[TEXTO EXTRAÍDO]
• • •

Saturday, July 18, 2015

Guerra mostra senso de desproporção


Pedro J. Bondaczuk


A guerra do Golfo Pérsico mostrou o quanto a humanidade ainda está despreparada para instituir uma nova era, em que o ser humano, e não sistemas, ideologias e corporações, seja prioritário. A operação militar para desalojar as tropas de Saddam Hussein do Kuwait5, cantada e decantada em verso e prosa, em declarações bombásticas adredemente ensaiadas e em imagens cuidadosamente editadas para iludir quem as via, acabou se constituindo na coisa mais estúpida, despropositada e sem sentido dos últimos tempos.

Finda a confrontação, nada, em absoluto, mudou para melhor. A questão palestina continua da mesmíssima forma, a democracia não avançou um único milímetro na região e, de quebra, restaram dois países devastados, a natureza, mais uma vez, severamente agredida e um espetáculo dantesco de milhões de pessoas famintas e doentes perambulando por entre ruínas, como marionetes dos poderosos, que ditam as cartas na arena internacional.

A guerra foi tão surrealista, tão repleta de lances que seriam cômicos, não fossem trágicos ao agravar a miséria de milhões de criaturas, que o polêmico escritor francês Jean Baudrillard, num livro que vem causando sensação na Europa, chegou a afirmar que sequer “existiu”.

• • •

[TAREFA OBRIGATÓRIA A]
Localize na listagem todas as linhas que contêm a palavra "sedan" e copie cada uma delas.

Trechos de dados de anotação de pontos
• • •

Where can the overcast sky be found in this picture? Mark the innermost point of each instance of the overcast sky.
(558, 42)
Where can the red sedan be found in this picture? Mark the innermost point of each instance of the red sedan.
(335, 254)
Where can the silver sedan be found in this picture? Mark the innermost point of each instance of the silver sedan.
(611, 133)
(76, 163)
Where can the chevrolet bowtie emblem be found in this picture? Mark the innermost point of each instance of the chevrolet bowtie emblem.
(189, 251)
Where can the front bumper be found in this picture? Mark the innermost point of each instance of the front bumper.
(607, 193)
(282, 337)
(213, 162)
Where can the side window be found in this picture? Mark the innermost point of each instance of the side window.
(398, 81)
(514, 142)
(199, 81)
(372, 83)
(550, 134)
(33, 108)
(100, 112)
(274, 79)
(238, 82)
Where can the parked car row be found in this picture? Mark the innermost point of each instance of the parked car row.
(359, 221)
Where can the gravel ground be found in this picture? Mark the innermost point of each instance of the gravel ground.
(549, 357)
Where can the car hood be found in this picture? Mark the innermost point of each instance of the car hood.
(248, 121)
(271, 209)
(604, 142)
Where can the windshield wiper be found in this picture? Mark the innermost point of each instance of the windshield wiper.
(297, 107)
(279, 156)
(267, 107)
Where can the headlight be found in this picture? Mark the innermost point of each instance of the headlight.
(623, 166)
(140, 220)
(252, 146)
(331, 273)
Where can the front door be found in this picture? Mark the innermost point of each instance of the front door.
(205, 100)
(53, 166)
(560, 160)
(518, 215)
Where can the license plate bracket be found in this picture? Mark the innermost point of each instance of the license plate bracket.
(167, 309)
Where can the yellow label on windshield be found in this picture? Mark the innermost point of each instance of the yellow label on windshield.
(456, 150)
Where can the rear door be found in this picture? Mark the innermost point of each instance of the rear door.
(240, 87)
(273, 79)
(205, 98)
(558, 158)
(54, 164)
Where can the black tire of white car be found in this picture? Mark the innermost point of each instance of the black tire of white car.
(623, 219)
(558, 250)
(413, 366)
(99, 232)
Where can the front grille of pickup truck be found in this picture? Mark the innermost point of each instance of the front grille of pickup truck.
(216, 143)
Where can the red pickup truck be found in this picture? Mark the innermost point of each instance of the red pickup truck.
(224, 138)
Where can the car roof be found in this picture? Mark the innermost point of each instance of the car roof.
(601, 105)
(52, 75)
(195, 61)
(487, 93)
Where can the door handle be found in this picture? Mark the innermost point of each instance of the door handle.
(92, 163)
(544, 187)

• • •

[TAREFA OBRIGATÓRIA B]
Extraia do texto sobre a Guerra do Golfo o trecho que vai de "Pedro J. Bondaczuk" até "dos últimos tempos.", incluindo este último.

[RESPOSTA ESCRITA A]
Where can the red sedan be found in this picture? Mark the innermost point of each instance of the red sedan.
Where can the silver sedan be found in this picture? Mark the innermost point of each instance of the silver sedan.

[RESPOSTA ESCRITA B]
Pedro J. Bondaczuk


A guerra do Golfo Pérsico mostrou o quanto a humanidade ainda está despreparada para instituir uma nova era, em que o ser humano, e não sistemas, ideologias e corporações, seja prioritário. A operação militar para desalojar as tropas de Saddam Hussein do Kuwait5, cantada e decantada em verso e prosa, em declarações bombásticas adredemente ensaiadas e em imagens cuidadosamente editadas para iludir quem as via, acabou se constituindo na coisa mais estúpida, despropositada e sem sentido dos últimos tempos.